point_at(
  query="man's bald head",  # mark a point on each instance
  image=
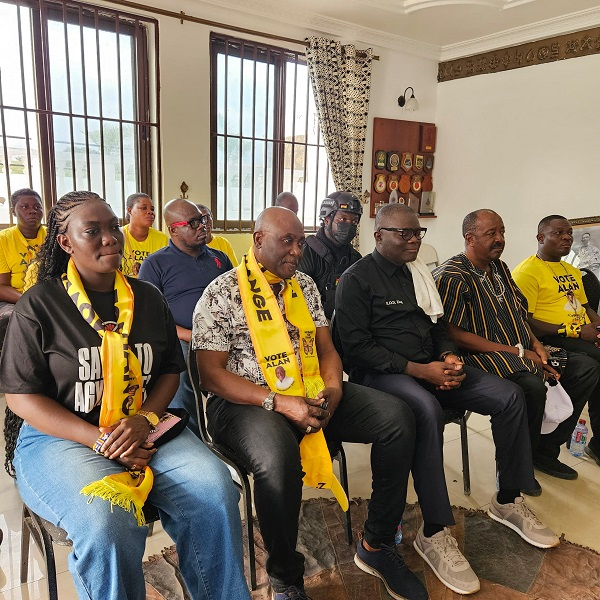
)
(276, 218)
(287, 200)
(180, 209)
(472, 221)
(385, 213)
(279, 241)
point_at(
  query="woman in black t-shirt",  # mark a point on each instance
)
(85, 348)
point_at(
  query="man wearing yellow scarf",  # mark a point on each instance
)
(261, 316)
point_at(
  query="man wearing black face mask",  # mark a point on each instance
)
(329, 253)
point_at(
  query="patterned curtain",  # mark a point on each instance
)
****
» YOUR GOAL
Reproduce every one of the records above verbatim, leaving out the pictures.

» THE COMPLETED TASK
point_at(
  query="man's bald head",  # mark a point on each instance
  image=
)
(276, 218)
(287, 200)
(180, 209)
(472, 221)
(385, 213)
(279, 241)
point_at(
  query="woman in black t-shirt",  # mark a point on each instance
)
(85, 348)
point_at(
  query="man wearing yellow scarf",  # mark a point on each instance
)
(261, 316)
point_at(
  query="man wearing black face mask",  # mark a point on each instance
)
(329, 253)
point_at(
  query="patterned curtain",  # mark a point on each instance
)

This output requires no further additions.